● **What you will do**
With the line that contains "positive clicks: (886, 677)" as the final line, return every line from the start of the data below exactly.

● **Raw data**

──────

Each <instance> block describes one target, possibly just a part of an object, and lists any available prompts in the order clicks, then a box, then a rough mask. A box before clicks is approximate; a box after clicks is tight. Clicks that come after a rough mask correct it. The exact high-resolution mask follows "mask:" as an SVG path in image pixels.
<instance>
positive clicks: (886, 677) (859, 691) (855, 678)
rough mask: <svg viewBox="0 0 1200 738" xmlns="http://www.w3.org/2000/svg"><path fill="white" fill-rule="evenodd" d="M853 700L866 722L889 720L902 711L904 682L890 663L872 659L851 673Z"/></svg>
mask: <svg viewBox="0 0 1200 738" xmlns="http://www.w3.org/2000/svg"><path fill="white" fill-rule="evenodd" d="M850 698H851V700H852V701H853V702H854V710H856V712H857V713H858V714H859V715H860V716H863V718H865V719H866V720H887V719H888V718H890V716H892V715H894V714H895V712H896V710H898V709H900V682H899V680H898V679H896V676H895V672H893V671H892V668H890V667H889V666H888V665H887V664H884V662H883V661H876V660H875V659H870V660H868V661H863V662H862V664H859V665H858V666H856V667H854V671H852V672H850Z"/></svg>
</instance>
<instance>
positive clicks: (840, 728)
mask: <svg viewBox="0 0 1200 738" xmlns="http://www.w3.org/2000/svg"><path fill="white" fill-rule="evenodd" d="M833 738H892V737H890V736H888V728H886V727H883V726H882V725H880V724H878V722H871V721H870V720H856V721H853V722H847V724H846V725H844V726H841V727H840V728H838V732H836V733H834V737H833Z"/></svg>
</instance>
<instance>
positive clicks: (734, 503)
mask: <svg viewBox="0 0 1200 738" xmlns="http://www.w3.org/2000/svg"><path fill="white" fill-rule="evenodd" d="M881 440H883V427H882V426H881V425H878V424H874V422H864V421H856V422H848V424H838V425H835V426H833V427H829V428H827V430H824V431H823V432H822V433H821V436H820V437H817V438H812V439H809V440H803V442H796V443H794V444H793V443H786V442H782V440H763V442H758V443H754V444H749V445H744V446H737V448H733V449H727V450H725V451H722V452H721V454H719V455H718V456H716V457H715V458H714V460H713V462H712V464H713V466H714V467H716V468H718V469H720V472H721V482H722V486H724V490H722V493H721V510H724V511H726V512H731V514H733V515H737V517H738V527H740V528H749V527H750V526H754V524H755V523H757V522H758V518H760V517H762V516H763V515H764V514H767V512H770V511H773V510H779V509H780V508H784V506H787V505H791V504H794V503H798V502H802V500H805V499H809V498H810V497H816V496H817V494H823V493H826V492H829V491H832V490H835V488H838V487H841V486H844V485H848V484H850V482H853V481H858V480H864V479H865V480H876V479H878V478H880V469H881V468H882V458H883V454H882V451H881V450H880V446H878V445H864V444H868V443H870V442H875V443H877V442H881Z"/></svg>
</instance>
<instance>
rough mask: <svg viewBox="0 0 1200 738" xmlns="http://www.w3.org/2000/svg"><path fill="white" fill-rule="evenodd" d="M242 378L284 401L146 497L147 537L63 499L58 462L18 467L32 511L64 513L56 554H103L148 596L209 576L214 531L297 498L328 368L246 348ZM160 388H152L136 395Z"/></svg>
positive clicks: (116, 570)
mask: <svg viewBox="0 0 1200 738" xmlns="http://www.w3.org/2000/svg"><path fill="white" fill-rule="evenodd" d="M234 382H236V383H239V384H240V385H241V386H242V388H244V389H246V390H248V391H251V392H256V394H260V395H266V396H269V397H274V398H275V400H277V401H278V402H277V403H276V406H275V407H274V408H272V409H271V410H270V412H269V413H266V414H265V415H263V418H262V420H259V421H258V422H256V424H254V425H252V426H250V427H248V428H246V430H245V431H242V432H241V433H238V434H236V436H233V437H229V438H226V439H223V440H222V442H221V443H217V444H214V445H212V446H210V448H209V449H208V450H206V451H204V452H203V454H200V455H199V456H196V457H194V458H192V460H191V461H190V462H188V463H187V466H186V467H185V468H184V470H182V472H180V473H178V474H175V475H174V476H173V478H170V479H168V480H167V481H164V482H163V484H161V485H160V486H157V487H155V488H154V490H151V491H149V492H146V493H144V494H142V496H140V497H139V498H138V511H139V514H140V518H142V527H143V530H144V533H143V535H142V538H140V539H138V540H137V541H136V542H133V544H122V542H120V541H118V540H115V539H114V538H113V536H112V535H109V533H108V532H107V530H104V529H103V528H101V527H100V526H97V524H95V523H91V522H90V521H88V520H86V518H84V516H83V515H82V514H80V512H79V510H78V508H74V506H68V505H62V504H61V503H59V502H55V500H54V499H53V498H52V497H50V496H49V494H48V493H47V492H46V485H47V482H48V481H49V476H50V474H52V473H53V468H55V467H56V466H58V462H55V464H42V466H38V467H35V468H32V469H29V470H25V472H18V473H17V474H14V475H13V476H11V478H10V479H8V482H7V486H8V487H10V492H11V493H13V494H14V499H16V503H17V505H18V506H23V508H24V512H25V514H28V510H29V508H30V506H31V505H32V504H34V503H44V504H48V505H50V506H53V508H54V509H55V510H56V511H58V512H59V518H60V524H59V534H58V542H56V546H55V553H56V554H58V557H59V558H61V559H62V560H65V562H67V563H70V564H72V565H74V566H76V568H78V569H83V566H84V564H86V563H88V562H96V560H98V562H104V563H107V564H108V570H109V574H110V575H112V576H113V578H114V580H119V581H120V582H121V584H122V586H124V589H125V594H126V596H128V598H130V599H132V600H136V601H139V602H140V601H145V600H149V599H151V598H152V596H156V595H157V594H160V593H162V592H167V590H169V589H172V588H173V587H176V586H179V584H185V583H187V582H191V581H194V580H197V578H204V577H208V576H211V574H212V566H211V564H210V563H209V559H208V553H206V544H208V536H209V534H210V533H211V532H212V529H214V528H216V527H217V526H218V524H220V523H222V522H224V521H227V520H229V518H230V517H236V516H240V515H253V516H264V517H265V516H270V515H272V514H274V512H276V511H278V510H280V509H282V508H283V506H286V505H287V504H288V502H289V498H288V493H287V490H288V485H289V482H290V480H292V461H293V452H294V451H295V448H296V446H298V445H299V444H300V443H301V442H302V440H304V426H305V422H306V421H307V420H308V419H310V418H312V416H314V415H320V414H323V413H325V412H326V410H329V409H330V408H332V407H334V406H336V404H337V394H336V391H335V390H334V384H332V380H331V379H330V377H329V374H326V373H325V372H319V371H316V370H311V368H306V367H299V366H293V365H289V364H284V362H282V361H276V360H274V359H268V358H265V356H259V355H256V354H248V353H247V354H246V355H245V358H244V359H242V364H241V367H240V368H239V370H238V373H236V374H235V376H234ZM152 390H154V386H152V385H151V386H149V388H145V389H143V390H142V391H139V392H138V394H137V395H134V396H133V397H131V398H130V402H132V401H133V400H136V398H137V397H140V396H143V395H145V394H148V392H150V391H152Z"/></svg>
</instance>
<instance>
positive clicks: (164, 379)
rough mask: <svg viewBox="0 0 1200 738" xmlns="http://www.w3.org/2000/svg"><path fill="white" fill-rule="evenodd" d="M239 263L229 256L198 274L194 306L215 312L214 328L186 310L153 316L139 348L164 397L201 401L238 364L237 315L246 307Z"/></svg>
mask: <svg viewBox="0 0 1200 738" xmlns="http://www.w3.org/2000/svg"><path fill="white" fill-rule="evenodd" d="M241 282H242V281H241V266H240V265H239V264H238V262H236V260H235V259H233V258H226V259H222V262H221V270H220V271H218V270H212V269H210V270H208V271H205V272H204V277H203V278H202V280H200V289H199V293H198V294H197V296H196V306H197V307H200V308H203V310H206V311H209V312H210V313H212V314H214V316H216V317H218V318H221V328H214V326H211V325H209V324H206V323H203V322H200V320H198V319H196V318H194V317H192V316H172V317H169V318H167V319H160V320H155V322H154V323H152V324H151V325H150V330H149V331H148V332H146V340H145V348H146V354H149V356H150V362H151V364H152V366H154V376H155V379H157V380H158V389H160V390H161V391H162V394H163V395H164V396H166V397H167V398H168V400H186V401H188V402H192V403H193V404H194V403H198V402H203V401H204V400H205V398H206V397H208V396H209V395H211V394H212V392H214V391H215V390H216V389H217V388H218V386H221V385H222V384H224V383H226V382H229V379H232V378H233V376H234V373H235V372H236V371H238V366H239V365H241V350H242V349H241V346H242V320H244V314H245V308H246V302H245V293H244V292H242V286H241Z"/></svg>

──────

● **Response area**
Each <instance> block describes one target, possibly just a part of an object, and lists any available prompts in the order clicks, then a box, then a rough mask. A box before clicks is approximate; a box after clicks is tight. Clicks that come after a rough mask correct it. The exact high-resolution mask follows "mask:" as an SVG path in image pixels.
<instance>
positive clicks: (886, 677) (859, 691) (855, 678)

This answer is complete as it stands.